TASK INSTRUCTIONS. Copy every one of the rows below word for word, keeping each line unchanged.
* START THE INPUT *
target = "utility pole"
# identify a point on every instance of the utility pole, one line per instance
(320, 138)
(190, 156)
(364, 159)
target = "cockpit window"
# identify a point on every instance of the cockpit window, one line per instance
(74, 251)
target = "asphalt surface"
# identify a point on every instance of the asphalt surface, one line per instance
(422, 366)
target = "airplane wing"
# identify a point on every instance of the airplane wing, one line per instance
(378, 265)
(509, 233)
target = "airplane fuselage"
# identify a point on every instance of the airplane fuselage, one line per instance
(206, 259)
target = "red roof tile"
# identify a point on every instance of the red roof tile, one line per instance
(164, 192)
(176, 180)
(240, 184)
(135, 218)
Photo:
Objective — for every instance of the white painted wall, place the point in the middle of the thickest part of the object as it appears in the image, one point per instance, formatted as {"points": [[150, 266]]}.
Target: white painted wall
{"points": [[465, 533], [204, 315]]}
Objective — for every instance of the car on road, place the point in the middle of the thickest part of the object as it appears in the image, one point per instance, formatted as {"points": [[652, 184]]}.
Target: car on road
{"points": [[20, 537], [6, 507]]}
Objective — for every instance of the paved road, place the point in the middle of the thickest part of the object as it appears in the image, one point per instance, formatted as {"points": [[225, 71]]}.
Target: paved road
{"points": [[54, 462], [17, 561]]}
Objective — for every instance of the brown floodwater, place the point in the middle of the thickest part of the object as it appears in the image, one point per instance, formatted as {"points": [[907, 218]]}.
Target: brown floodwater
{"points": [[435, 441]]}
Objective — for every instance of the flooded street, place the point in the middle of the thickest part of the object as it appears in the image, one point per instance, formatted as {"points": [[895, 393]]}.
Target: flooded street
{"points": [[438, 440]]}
* END THE INPUT *
TASK OUTPUT.
target = "utility pole"
# identify a point on every instance of the utility pole, one line per instance
(320, 138)
(190, 156)
(364, 159)
target = "cockpit window"
# identify a point on every instance of the cockpit window, one line per instance
(74, 251)
target = "asphalt surface"
# identify a point on every instance of the asphalt surface, one line per instance
(422, 366)
target = "airplane wing"
# identify a point on every instance of the airplane wing, one line per instance
(378, 265)
(509, 233)
target = "airplane fuselage"
# identify a point on every instance of the airplane fuselage, one line per instance
(206, 259)
target = "red roof tile"
# identify a point on every instance of the red roof tile, one line per instance
(164, 192)
(176, 180)
(240, 184)
(135, 218)
Photo:
Objective — for every instance of the white painted wall, place the point in the middle of the thickest part of the object as it appears in the image, one point per instance, formatted as {"points": [[150, 266]]}.
Target: white painted wall
{"points": [[465, 533], [204, 315]]}
Objective — for every instance of the car on road, place the point in the middle of the thickest part of the object as it appears in the image, one point per instance, formatted as {"points": [[652, 184]]}.
Target: car on road
{"points": [[20, 537], [6, 507]]}
Objective — for every instance of the paved road, place the point in the middle of the thickest part of the object as it appears in the image, one point per instance, formatted as {"points": [[225, 71]]}.
Target: paved road
{"points": [[54, 462], [17, 561]]}
Objective — for every instance of the brown floodwater, place the point in the middle of the thickest part of the object as it appears in the image, one point per instance, formatted as {"points": [[907, 218]]}.
Target: brown floodwater
{"points": [[435, 441]]}
Objective — for every instance of the flooded street, place the point in the middle of the thickest part of the object as it appears in the image, one point per instance, formatted as {"points": [[895, 393]]}.
Target: flooded street
{"points": [[438, 440]]}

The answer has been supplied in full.